## WORK TO COMPLETE
Bring together copies of the lines in the data below that contain the word "pumpkin".

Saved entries

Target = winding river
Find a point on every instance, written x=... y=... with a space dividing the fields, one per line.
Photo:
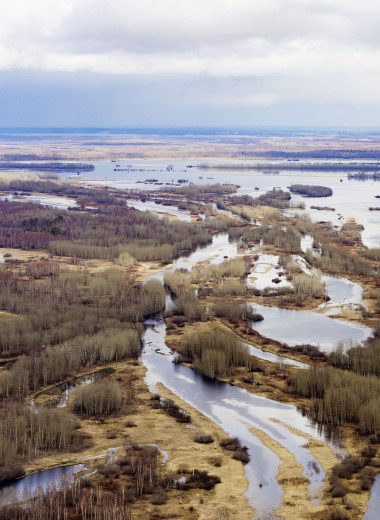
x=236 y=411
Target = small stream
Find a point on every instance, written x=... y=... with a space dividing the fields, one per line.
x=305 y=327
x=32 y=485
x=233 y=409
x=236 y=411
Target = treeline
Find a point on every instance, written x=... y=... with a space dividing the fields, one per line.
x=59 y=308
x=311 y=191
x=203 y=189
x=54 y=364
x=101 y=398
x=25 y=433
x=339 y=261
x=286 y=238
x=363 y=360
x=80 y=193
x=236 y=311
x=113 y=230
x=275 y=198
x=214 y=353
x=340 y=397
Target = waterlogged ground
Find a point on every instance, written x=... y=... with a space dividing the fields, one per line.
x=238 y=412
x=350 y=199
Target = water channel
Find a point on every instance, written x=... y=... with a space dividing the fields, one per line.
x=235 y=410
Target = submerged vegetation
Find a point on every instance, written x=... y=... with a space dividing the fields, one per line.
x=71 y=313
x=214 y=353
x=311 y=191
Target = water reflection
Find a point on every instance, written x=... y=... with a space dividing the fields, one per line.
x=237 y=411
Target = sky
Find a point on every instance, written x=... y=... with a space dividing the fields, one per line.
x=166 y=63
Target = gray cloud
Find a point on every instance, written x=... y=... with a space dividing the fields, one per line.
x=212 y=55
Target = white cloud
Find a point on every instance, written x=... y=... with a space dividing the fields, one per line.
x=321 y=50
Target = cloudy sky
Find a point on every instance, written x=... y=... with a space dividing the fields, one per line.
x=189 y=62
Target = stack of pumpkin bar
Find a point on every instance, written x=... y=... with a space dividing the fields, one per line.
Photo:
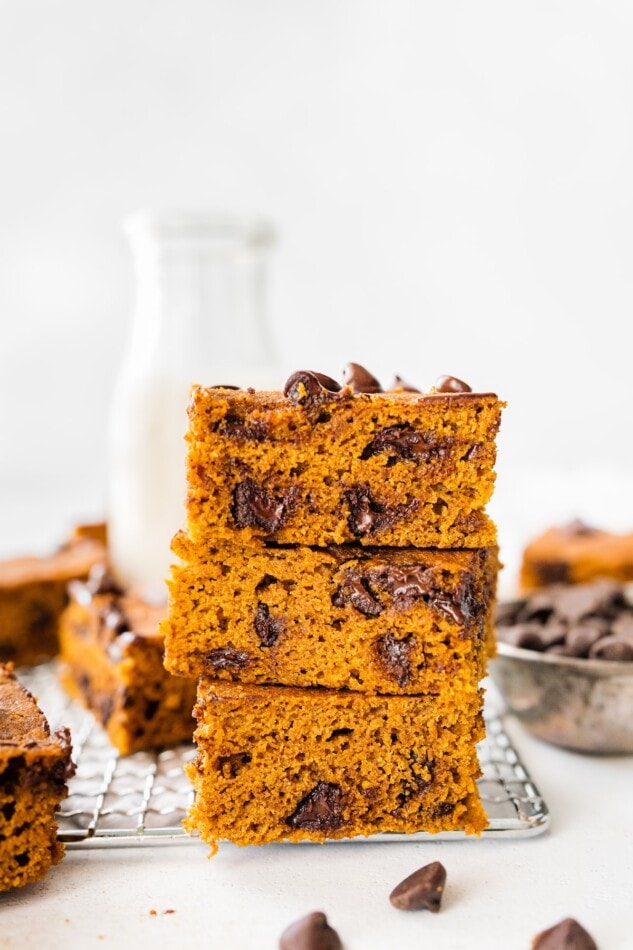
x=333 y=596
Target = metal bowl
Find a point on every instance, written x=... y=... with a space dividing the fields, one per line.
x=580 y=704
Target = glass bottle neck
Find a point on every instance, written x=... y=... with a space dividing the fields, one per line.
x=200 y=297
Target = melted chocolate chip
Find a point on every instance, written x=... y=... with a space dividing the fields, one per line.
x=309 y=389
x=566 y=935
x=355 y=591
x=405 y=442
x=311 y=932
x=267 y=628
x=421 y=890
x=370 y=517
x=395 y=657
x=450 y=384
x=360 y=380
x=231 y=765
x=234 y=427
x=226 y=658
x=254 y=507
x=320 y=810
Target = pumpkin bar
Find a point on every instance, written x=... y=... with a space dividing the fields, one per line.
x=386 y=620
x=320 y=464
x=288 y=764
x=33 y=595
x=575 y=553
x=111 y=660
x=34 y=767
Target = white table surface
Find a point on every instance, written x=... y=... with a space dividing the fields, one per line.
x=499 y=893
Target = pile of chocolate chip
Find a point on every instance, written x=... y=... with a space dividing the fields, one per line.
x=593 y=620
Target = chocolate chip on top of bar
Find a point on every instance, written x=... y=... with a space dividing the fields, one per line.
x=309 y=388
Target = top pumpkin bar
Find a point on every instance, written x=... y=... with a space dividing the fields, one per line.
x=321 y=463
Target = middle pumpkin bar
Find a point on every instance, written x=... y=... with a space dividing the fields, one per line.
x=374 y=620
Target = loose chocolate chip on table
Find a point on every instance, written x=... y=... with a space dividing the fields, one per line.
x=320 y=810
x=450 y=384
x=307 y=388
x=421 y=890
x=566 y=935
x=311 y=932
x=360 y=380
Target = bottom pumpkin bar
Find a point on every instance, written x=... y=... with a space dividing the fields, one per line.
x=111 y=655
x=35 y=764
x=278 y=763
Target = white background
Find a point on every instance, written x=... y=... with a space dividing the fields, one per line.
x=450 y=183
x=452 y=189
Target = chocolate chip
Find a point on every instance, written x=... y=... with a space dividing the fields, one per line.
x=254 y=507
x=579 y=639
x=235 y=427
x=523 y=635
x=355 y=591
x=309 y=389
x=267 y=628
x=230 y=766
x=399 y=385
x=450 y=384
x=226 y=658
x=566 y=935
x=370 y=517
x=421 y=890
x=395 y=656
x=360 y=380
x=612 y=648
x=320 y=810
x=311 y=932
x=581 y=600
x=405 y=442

## TASK SOLUTION
Target = stack of pumpkin bar
Target = pumpkin bar
Target = top pumpkin bar
Target = middle pumpkin bar
Target = bottom pumpkin bar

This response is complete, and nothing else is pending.